TO DO
a) According to the comments on Kindle sales and romance ebook bundles, when will the bundle with the next three Blaze historicals appear?
b) In the comments on Kindle sales and romance ebook bundles, condense the paragraph beginning "I read Bezos's remarks" into two shorter sentences that keep its main facts.
c) Write the next part of the comment thread on Kindle sales and romance ebook bundles, picking up after its last comment.

Also? For every book that has a Kindle version, Amazon is selling nearly half in Kindle and half in print.
I read Bezos’s remarks as saying that Kindle sales were 48% of what print sales were, meaning that of Kindle + book sales, Kindle sales were 1/3. Looked back at the article and it’s not clear which way Bezos meant his statement, but it translates into “a lotta Kindle sales, growing really fast” no matter how you cut it.
I’m so excited about Wendy’s bundle!
I would love a fantasy bundle, with titles from Harlequin’s Luna imprint, to introduce readers to some of my favorite series:
CE Murphy’s Negotiator Trilogy book 1, Heart of Stone
Michelle Sagara’s Chronicles of Elantra/Cast series book 1, Cast in Shadow
Laura Anne Gilman’s Retriever’s series, book 1, Staying Dead.
I JUST SPENT 30 MINUTES READING ALL THOSE REVIEWS ON AMAZON FOR THE GREATEST BOOK TO EVER BE PRINTED, BUT IT COST ME THE $135 I NEEDED TO BUY IT – NOW I SHALL NEVER BE SAVED!!!!
Oh, well. Guess I’ll just have to keep on sinning…
(thank you for that, Jane. I’m… horribly amused!)
I’d love to have Wendy’s bundle–I’m a historical girl to the end. I would love to see a Regency bundle with those “names before they became names” like Nicola Cornick and Anne Gracie.
It was easy to do, but the results were nearly unreadable. All the formatting disappeared, making it something of a brainteaser to keep track of which character was talking. Ugh.
Hi all,
I’m not sure why Fictionwise is missing only Volume II (we will check), but it is a selection of Presents from We Write Romance. Here’s the Amazon listing:
http://www.amazon.com/Blogger-Bundle-II-WeWriteRomance-com-ebook/dp/B002WEPC1Y/ref=sr_1_1?ie=UTF8&s=books&qid=1261585833&sr=8-1
@ Danielle Yockman – We bundled the first 3 Blaze historicals in July (the one requested at SBTB mentioned by Jessica G. ). Look for a bundle with the next 3 in April 2010!

(Outline records)
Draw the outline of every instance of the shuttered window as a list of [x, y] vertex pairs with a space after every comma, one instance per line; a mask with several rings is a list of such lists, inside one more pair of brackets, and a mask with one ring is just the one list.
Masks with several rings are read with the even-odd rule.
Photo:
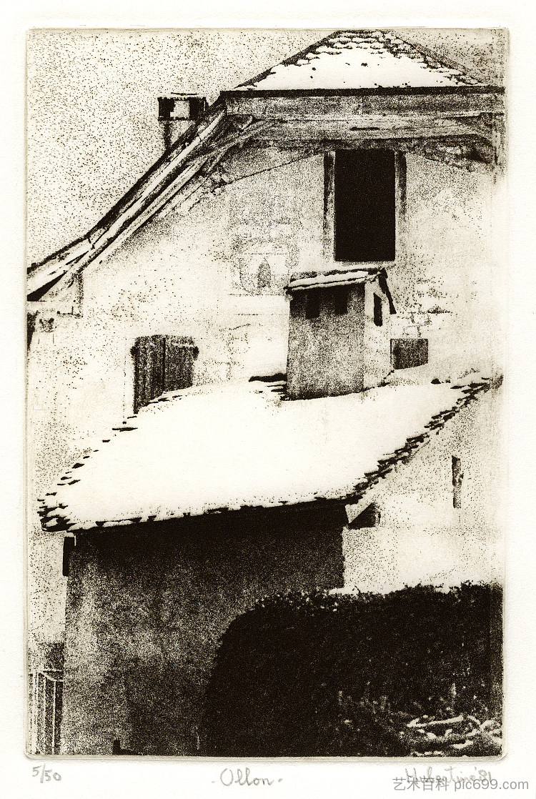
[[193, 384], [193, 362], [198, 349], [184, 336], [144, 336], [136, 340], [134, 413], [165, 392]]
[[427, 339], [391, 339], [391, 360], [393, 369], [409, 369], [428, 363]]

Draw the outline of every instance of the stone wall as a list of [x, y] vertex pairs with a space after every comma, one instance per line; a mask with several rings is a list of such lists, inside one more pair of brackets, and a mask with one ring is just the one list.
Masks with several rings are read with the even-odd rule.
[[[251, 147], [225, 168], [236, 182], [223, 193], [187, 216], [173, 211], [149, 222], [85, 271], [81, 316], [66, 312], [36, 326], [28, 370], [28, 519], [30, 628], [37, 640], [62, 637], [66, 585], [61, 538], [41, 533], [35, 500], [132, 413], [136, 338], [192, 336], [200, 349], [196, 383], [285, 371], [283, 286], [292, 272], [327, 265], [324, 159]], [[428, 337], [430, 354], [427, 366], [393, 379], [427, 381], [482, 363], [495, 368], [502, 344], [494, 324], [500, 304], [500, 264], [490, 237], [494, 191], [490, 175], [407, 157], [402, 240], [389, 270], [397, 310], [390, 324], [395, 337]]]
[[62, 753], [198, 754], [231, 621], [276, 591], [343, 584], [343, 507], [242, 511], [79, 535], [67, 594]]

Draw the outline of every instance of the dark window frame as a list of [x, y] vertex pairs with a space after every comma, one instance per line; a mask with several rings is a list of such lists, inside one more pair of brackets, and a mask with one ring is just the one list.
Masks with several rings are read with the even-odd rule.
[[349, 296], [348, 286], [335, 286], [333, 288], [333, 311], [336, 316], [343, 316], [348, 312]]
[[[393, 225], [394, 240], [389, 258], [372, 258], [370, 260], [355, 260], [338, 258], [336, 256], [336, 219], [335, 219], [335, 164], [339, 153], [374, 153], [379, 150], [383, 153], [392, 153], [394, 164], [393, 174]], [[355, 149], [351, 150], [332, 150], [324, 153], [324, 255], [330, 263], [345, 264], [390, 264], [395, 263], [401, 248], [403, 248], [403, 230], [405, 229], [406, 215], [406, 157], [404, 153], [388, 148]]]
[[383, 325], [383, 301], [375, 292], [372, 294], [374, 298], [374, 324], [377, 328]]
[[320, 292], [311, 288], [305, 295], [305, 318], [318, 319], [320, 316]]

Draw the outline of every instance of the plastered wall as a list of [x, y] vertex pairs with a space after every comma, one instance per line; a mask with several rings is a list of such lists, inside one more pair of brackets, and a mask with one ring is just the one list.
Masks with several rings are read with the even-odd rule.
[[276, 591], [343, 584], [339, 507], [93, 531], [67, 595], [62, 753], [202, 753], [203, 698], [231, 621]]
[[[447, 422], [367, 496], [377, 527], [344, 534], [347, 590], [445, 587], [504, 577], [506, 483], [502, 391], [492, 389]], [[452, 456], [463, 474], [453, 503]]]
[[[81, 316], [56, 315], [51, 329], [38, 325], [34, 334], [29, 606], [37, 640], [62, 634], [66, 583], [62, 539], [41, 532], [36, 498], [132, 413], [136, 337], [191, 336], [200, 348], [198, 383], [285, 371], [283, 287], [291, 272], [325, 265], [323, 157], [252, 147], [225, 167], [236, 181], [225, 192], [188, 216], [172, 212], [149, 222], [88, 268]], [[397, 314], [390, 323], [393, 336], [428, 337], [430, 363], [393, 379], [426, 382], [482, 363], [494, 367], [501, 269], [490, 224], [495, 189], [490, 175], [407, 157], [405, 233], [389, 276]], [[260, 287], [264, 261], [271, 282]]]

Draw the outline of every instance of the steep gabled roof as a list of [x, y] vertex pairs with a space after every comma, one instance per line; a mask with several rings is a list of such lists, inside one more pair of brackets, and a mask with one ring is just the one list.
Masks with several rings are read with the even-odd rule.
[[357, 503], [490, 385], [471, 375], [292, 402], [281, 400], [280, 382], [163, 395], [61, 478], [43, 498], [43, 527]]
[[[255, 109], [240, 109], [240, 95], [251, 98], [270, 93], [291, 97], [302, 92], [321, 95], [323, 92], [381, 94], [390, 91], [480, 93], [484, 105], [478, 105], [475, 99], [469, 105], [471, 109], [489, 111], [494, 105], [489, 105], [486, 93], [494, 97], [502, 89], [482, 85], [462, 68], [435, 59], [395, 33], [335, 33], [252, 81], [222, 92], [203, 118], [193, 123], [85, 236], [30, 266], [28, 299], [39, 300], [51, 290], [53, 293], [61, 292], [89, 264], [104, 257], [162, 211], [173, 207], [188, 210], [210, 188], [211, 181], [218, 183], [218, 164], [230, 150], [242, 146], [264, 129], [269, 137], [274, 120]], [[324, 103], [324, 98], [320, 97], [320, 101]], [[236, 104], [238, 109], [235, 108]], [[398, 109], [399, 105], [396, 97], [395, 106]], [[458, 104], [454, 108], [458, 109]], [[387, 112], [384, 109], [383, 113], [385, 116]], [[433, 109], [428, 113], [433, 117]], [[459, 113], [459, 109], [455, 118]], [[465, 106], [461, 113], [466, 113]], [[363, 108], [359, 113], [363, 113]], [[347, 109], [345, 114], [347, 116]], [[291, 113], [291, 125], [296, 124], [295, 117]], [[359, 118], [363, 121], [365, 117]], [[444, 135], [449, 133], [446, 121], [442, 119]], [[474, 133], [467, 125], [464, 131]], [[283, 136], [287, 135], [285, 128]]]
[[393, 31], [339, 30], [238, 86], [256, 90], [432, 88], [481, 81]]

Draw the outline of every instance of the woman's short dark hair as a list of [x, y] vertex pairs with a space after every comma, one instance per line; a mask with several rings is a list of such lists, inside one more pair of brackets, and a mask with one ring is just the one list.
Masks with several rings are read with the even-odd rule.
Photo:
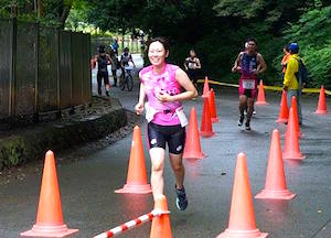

WRITTEN RESPONSES
a) April 2010.

b) The writer took Bezos to mean that Kindle sales were 48% of print sales, which would make Kindle one third of combined sales. The article doesn't make clear which reading Bezos intended, but either way Kindle sales are large and growing fast.

c)
Harlequin did several more historical bundles, mostly from 2007 and 2008 (the bundle heyday, if you will). Some were by theme (Governess Brides, Sex in the Old West, Sexy Scotsmen), others my author’s minisieries (for example, Kasey Michael’s Becketts of Romney Marsh trilogy). All the bundles are listed at http://www.ebooks.eharlequin.com — go to eBook Bundles under the “exclusive” menu, though you’ll have many pages of bundle to browse through (um, sorry).
Thank you all for the suggestions for future bundles as well! We’ll keep them in mind :)
~Amy Wilkins, Harlequin Internet & Digital
I think that it’s great that Harlequin has been doing ebook bundles. I would like to see more single author or miniseries bundles.
Like Susan, I would like to see an ebook bundle that Mrs. Giggles puts together. However, the Unusual Heroines bundle looks interesting.
Oh god a Governess Brides bundle???? AMAZING!!!! Please please please be available on Sony *runs off to check* YES! I found it! Amy I love you! Harlequin I love you!
Seriously though, you guys rock. I can’t say it enough. This just makes me so happy :)
I would love to see non ebook bundles. Is there such a thing? Probably.
I would like the Dear Author’s bundle. The unusual heroines sound very interesting.
@Kwana:
And Jude Deveraux, too!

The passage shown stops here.